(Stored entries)
*** Block opens ***
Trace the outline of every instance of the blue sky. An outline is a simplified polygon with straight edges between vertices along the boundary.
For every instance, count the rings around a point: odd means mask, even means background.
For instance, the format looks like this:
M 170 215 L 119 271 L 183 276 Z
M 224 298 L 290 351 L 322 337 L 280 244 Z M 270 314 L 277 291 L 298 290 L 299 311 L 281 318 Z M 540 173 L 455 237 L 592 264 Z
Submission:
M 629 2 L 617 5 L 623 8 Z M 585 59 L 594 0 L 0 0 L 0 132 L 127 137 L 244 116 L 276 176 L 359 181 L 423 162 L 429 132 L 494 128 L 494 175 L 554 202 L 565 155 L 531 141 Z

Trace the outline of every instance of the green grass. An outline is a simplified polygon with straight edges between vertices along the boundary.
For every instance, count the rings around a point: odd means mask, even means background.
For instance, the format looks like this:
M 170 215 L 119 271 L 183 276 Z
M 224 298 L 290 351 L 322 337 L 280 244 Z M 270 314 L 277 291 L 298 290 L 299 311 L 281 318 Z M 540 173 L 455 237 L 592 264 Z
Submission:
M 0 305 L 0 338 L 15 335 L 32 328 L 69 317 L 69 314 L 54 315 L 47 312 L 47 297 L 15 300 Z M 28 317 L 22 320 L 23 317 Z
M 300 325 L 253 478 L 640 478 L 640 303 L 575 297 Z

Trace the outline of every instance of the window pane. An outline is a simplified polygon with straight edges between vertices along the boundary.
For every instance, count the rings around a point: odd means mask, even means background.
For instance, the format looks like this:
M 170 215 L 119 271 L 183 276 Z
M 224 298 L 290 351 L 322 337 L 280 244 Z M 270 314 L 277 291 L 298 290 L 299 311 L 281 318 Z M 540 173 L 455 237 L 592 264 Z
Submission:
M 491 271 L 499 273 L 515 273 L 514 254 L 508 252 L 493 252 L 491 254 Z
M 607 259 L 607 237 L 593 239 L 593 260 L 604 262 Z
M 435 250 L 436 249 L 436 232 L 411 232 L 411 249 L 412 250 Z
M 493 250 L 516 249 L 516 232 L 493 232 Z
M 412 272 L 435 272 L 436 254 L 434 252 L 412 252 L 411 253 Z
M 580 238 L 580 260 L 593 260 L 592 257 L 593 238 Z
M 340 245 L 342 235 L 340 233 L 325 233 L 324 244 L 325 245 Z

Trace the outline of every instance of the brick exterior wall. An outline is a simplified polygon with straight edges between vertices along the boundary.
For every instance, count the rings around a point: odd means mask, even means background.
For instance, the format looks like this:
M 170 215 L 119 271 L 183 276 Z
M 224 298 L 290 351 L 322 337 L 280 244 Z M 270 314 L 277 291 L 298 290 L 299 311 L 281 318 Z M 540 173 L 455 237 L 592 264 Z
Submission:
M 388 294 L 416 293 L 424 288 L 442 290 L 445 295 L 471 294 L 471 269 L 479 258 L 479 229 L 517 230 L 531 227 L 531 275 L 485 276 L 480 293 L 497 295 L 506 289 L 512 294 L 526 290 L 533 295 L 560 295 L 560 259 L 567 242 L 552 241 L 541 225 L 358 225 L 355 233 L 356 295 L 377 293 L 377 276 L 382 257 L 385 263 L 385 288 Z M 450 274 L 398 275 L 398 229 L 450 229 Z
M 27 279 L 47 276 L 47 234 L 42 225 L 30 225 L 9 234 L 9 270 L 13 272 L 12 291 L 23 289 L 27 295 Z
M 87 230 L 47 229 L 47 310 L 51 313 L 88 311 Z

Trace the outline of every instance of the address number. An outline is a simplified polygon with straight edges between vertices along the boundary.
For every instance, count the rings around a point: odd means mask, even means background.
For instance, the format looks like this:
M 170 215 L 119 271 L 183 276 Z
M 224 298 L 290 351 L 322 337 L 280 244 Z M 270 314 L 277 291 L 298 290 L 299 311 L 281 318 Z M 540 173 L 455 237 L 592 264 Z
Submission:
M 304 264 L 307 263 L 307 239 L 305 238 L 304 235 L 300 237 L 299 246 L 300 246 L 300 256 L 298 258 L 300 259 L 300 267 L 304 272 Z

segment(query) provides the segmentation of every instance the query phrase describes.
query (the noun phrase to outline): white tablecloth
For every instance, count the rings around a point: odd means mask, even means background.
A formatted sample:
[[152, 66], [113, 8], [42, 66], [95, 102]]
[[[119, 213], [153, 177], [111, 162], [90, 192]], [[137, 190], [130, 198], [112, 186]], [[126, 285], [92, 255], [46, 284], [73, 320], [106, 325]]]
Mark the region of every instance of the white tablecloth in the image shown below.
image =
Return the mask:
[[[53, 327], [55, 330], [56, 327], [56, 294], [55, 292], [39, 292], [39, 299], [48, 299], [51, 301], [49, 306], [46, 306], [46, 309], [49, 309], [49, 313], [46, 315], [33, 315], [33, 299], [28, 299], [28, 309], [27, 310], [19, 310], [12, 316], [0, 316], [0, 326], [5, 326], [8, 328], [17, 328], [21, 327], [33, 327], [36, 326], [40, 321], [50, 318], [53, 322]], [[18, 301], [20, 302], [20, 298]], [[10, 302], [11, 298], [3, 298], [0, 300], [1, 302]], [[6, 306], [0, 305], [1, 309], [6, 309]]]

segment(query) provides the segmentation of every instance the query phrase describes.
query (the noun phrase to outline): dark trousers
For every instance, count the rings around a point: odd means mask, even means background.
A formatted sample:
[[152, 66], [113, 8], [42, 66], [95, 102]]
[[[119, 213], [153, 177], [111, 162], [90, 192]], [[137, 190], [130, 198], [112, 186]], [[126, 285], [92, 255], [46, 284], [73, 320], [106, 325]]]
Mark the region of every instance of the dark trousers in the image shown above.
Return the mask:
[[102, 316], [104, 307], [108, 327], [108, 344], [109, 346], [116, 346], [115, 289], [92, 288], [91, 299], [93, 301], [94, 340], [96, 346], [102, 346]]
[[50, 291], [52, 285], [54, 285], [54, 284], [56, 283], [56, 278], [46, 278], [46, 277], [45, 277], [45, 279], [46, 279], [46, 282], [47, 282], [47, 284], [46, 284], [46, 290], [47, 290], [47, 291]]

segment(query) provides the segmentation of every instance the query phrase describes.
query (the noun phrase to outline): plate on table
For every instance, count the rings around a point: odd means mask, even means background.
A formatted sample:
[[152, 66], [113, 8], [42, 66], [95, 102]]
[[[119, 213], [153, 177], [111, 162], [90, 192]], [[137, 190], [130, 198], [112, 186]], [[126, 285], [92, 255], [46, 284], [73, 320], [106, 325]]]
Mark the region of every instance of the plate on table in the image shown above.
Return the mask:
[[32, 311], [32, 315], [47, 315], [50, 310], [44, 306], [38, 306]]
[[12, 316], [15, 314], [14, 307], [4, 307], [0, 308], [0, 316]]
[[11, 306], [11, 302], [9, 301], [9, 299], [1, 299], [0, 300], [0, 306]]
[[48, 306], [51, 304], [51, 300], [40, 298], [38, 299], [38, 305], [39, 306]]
*** Block closes ***
*Task requirements*
Every entry in the data should be returned exactly.

*Answer area*
Trace the outline of every instance of the blue sky. An outline is a simplified polygon with straight edges between vertices along the boundary.
For every instance, count the rings around a point: odd means mask, even means background.
For instance, the format looks like this:
M 170 215 L 119 271 L 183 276 Z
M 224 298 L 290 351 L 322 337 L 280 244 Z M 270 314 L 277 291 L 298 290 L 299 311 L 281 318 Z M 540 173 L 455 237 L 592 264 Z
Submission:
M 629 2 L 617 5 L 623 8 Z M 585 59 L 594 0 L 0 0 L 0 132 L 127 137 L 244 116 L 276 176 L 359 181 L 423 162 L 429 132 L 494 128 L 494 175 L 554 202 L 565 155 L 531 141 Z

Trace the outline of every instance of the green grass. An outline is a simplified polygon with straight edges between vertices along the boundary.
For every instance, count the rings around a point: odd means mask, even means background.
For instance, the format looks like this:
M 170 215 L 119 271 L 183 276 Z
M 224 298 L 290 351 L 322 337 L 280 244 Z M 270 314 L 277 291 L 298 290 L 299 311 L 281 318 Z M 540 173 L 455 237 L 592 264 Z
Submission:
M 0 305 L 0 338 L 15 335 L 32 328 L 69 317 L 69 314 L 54 315 L 47 312 L 47 297 L 15 300 Z M 28 317 L 22 320 L 23 317 Z
M 300 325 L 253 478 L 640 478 L 640 303 L 575 297 Z

Trace the outline of every instance of the window pane. An outline is a simplified polygon with straight edges between vertices along the boundary.
For every instance, count the rings around a point: odd means mask, even means background.
For instance, the format looks like this:
M 170 215 L 119 271 L 183 276 Z
M 224 298 L 290 351 L 322 337 L 280 244 Z M 270 314 L 277 291 L 298 290 L 299 311 L 281 318 Z M 540 173 L 455 237 L 592 264 Z
Submission:
M 491 271 L 499 273 L 515 273 L 514 254 L 508 252 L 493 252 L 491 254 Z
M 607 259 L 607 237 L 593 239 L 593 260 L 604 262 Z
M 435 250 L 436 249 L 436 232 L 411 232 L 411 249 L 412 250 Z
M 493 250 L 516 249 L 516 232 L 493 232 Z
M 412 272 L 435 272 L 436 254 L 434 252 L 412 252 L 411 253 Z
M 580 238 L 580 260 L 593 260 L 592 257 L 593 238 Z
M 340 245 L 342 235 L 340 233 L 325 233 L 324 244 L 325 245 Z

Trace the outline of every instance of the brick exterior wall. An outline is a simplified polygon with straight edges between vertices along the boundary.
For every instance, count the rings around a point: odd means mask, even means background.
For instance, the format looks like this:
M 170 215 L 119 271 L 183 276 Z
M 224 298 L 290 351 L 322 337 L 280 244 Z M 270 314 L 277 291 L 298 290 L 299 311 L 281 318 Z M 540 173 L 455 237 L 592 264 Z
Submission:
M 388 294 L 416 293 L 424 288 L 442 290 L 445 295 L 471 294 L 471 269 L 479 258 L 479 229 L 517 230 L 531 227 L 531 275 L 485 276 L 480 293 L 497 295 L 506 289 L 512 294 L 526 290 L 533 295 L 560 295 L 560 259 L 567 242 L 552 241 L 541 225 L 358 225 L 355 233 L 356 295 L 377 293 L 377 276 L 382 257 L 385 263 L 385 288 Z M 450 274 L 398 275 L 398 229 L 450 229 Z
M 27 279 L 47 276 L 47 234 L 42 225 L 30 225 L 9 234 L 9 270 L 13 272 L 12 291 L 23 289 L 27 295 Z
M 87 230 L 47 229 L 47 310 L 51 313 L 88 311 Z

Trace the outline of every instance of the address number. An outline is a simplified polygon with straight edges between vertices along the boundary.
For every instance, count the rings around a point: odd means mask, even means background.
For instance, the format looks like this:
M 170 215 L 119 271 L 183 276 Z
M 224 298 L 290 351 L 322 337 L 280 244 Z M 270 314 L 277 291 L 298 290 L 299 311 L 281 318 Z M 540 173 L 455 237 L 592 264 Z
Submission:
M 304 264 L 307 263 L 307 239 L 305 238 L 304 235 L 300 237 L 299 246 L 300 246 L 300 256 L 298 258 L 300 259 L 300 267 L 304 272 Z

segment(query) provides the segmentation of every instance the query phrase describes.
query (the noun phrase to outline): white tablecloth
For every instance, count the rings around a point: odd means mask, even means background.
A formatted sample:
[[152, 66], [113, 8], [42, 66], [95, 102]]
[[[119, 213], [153, 177], [111, 162], [90, 192]], [[137, 190], [130, 198], [112, 186]], [[126, 285], [92, 255], [46, 284], [73, 320], [106, 325]]]
Mark the region of every instance of the white tablecloth in the image shown below.
image =
Return the mask:
[[[53, 327], [55, 330], [56, 327], [56, 294], [55, 292], [39, 292], [39, 299], [48, 299], [51, 301], [49, 306], [46, 306], [46, 309], [49, 309], [49, 313], [46, 315], [33, 315], [33, 299], [28, 299], [28, 309], [27, 310], [19, 310], [12, 316], [0, 316], [0, 326], [5, 326], [8, 328], [17, 328], [21, 327], [33, 327], [36, 326], [40, 321], [50, 318], [53, 322]], [[18, 301], [20, 302], [20, 298]], [[10, 302], [11, 298], [3, 298], [0, 300], [1, 302]], [[6, 306], [0, 305], [1, 309], [6, 309]]]

segment(query) provides the segmentation of every instance the query phrase describes.
query (the noun phrase to outline): dark trousers
For every instance, count the rings around a point: odd means mask, even means background.
A formatted sample:
[[152, 66], [113, 8], [42, 66], [95, 102]]
[[[119, 213], [153, 177], [111, 162], [90, 192]], [[137, 190], [130, 198], [112, 186]], [[126, 285], [92, 255], [46, 284], [73, 320], [106, 325]]]
Mark the region of every instance of the dark trousers in the image shown above.
Return the mask:
[[102, 316], [104, 307], [108, 327], [108, 344], [109, 346], [116, 346], [115, 289], [92, 288], [91, 299], [93, 301], [94, 340], [96, 346], [102, 346]]
[[50, 291], [52, 285], [54, 285], [54, 284], [56, 283], [56, 278], [46, 278], [46, 277], [45, 277], [45, 279], [46, 279], [46, 282], [47, 282], [47, 284], [46, 284], [46, 290], [47, 290], [47, 291]]

segment(query) provides the segmentation of every instance the query phrase describes.
query (the noun phrase to outline): plate on table
For every instance, count the rings around a point: odd means mask, even means background.
A formatted sample:
[[152, 66], [113, 8], [42, 66], [95, 102]]
[[[119, 213], [153, 177], [111, 162], [90, 192]], [[137, 190], [130, 198], [112, 186]], [[126, 285], [92, 255], [46, 284], [73, 320], [106, 325]]]
Mark the region of every instance of the plate on table in the image shown above.
Return the mask:
[[32, 311], [32, 315], [47, 315], [50, 310], [44, 306], [38, 306]]
[[12, 316], [15, 314], [14, 307], [4, 307], [0, 308], [0, 316]]
[[11, 306], [11, 302], [9, 301], [9, 299], [1, 299], [0, 300], [0, 306]]
[[48, 306], [51, 304], [51, 300], [40, 298], [38, 299], [38, 305], [39, 306]]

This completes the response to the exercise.